Keep every word the same. Repeat the records without their images.

(Records drawn from a dataset)
------------------------------------------------------------
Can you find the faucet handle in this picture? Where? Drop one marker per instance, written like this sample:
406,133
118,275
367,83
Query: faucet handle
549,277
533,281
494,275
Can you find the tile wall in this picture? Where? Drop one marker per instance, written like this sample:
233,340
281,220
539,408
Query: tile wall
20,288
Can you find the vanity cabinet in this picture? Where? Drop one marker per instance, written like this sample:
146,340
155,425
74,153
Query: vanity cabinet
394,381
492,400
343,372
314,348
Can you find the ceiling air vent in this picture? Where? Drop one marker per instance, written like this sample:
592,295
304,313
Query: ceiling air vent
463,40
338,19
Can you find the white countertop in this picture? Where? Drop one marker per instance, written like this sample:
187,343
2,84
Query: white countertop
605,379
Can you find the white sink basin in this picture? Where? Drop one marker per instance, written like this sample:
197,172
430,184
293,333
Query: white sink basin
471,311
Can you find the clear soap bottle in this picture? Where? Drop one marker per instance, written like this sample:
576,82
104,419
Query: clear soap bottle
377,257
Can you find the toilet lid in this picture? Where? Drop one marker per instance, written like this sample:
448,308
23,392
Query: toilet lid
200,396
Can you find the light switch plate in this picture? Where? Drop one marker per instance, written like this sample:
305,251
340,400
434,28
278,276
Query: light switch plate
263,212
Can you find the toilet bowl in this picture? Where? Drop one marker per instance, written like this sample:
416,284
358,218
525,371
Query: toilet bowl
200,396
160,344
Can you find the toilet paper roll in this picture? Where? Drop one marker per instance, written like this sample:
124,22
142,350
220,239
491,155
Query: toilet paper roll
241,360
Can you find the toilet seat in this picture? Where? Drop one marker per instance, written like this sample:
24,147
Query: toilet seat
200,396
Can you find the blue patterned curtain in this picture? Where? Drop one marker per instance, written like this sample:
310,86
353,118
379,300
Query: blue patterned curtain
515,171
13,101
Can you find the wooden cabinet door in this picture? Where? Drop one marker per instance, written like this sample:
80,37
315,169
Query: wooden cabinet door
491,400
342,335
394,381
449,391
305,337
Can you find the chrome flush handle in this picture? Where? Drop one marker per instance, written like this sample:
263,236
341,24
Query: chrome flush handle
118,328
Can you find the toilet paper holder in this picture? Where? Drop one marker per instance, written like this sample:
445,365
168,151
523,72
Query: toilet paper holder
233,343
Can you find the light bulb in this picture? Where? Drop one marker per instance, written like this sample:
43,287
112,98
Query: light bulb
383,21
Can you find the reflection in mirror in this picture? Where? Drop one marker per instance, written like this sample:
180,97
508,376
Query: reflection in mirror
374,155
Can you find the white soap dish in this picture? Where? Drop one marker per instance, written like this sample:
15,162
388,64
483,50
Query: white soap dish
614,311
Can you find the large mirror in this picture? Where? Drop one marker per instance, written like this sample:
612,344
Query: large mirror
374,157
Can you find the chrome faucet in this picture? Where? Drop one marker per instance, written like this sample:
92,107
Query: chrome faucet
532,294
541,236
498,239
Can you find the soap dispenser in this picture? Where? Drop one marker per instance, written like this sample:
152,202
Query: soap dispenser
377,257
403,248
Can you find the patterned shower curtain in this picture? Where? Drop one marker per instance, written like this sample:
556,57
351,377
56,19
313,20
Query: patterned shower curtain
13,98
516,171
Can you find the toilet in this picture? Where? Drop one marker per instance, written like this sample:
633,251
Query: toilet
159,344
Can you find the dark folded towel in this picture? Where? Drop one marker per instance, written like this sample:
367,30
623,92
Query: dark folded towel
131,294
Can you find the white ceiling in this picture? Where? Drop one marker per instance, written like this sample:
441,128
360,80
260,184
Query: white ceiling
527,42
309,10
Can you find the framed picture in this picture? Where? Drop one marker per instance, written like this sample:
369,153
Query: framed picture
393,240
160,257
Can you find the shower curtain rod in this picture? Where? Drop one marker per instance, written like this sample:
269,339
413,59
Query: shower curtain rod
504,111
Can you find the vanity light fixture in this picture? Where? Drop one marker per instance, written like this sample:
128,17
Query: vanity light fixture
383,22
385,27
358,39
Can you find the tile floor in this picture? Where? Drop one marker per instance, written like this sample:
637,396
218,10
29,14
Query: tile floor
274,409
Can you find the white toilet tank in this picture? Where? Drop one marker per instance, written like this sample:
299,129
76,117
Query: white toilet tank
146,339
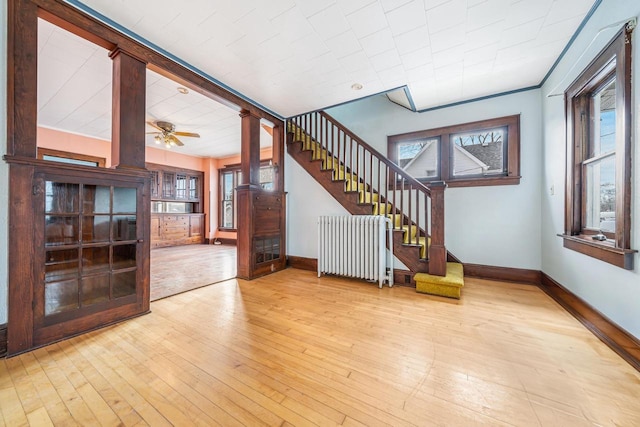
------------------------------------------------------------
(ANSWER BELOW)
Can you find the faucet handle in this picture? Where? Drop one marker per instance, written like this sample:
406,133
118,275
367,83
Query: faucet handle
549,277
533,281
494,275
Can you find the tile wall in this picture? Where? Drop one marker per instance, written like this sample:
233,340
281,220
539,408
Query: tile wall
20,288
Can you find the vanity cabinet in this picture? Where? Drop one marker per instance, written like this sample:
146,340
155,425
74,153
Query: vanity cabinet
394,381
492,400
343,372
314,348
Can you find the ceiling air vent in this picture? Where? Drop one marker per instance, written like this sample:
592,295
304,313
Query: ceiling air vent
463,40
338,19
Can you find the white countertop in this picture? Where? Drop one marker per instance, written like this sample:
187,343
2,84
Query: white countertop
605,379
Can you find the white sink basin in this picture? Where? Drop one marker per instance, written like this sample:
197,172
430,184
293,333
Query: white sink basin
471,311
Can you find the clear soap bottle in this picture? Where? Drop one marker per instance, written like this sample:
576,82
104,419
Query: clear soap bottle
377,257
Can you find the toilet lid in this picture? Where? Drop one marker per instance, written like this sample:
448,308
23,392
Query: toilet lid
200,396
Can you find the light switch plate in this picture? Where? Drop one marker per instance, written like this sample:
305,251
340,400
434,28
278,276
Query: light switch plate
263,212
Can you find the toilet bowl in this picture? Where? Drop one marker per instance, written like this sample:
416,284
358,218
525,371
Query: toilet bowl
200,396
160,344
Can you find the toilet paper roll in this picture? Where? Drop one marker per instance, written like this sample:
124,22
142,350
220,239
491,155
Query: toilet paper roll
241,360
Can you find the toilet seat in this picture? Where? Drop one marker per instance, written like this sample:
24,147
Query: toilet seat
200,396
Can you find the blue patterned curtain in this picture? Where? Drop one marker per instance, written like this sample:
310,86
353,118
379,300
Query: blue patterned curtain
515,171
13,101
Can you find the wooden cabinet door in this picture? Where? Drop one marker per instance, written like this sample:
80,37
315,169
Query: wooden cabinet door
491,400
342,335
394,381
449,391
305,337
Can you find the chrome flush handle in this picture? Where? Drop one marker per instance, written like this sample:
263,236
341,24
Query: chrome flush handle
118,328
Can you find the toilet paper holder in this picture? Where? Drop one marker per instance, written like this sample:
445,365
168,151
523,72
Query: toilet paper holder
233,343
Can you find the light bulb in this picture? Where? Drop one marker per instance, written like this sample:
43,287
112,98
Query: light bulb
383,21
Can you find the reflection in mirror in this picture? Where? Drop one marker per instance, written like this sample:
180,97
508,376
Query: reflection in mirror
374,155
Can you find the white soap dish in this picture? Where? Drop one marker per instance, written like this sample:
15,162
388,64
483,50
Query: white soap dish
614,311
Can you find the large mirror in this picture? Where? Drop one marker per instance, written like this sample:
612,344
Query: large mirror
374,157
Can you find the chrome faucet in this picture? Where? Drop one marker per instance, written like this sample:
92,107
Query: chrome faucet
532,294
541,236
498,239
Can you find the soap dispenser in this picture? Where? Drop one marker per instance, written like this sample:
152,202
Query: soap dispenser
377,257
403,248
Can you find the patterned shower curtain in this picture? Where? Drop one marker per instance, written like this sample:
556,57
351,377
56,19
313,20
Query: patterned shower curtain
13,98
516,171
Can you find the toilet in this picture? Where? Drop one marker per instance, written like this sample:
633,251
Query: toilet
159,344
Can you find the dark folded towel in this picture? Where? Drop one marker per instance, written like this sample:
367,30
623,92
Query: dark folded towel
131,294
Can you find the white ceiling in this picture? Where? Drop one marker per instance, written like this sample:
441,128
360,80
260,184
Query: white ceiling
527,42
309,10
Can you find the framed picture in this picture? Where? Drop one marker per instance, written like this sample:
369,153
Query: framed picture
393,240
160,257
Can you find the shower curtain rod in this picture? Where? Drop one marker per instance, written like this sample:
269,339
413,59
Query: shower curtain rod
504,111
Can you find the vanity light fixture in this picture? Where? Drop one marker per instance, written like this sample:
128,17
Query: vanity light fixture
383,22
385,27
358,39
Can you find the tile floor in this picture? Where? Drop one marker per instance, written like this sample:
637,396
218,10
29,14
Query: tile floor
274,409
Can you find the white toilet tank in this picture? Where? Drop one marker per instance, written like this sample:
299,129
76,117
Query: white toilet tank
146,339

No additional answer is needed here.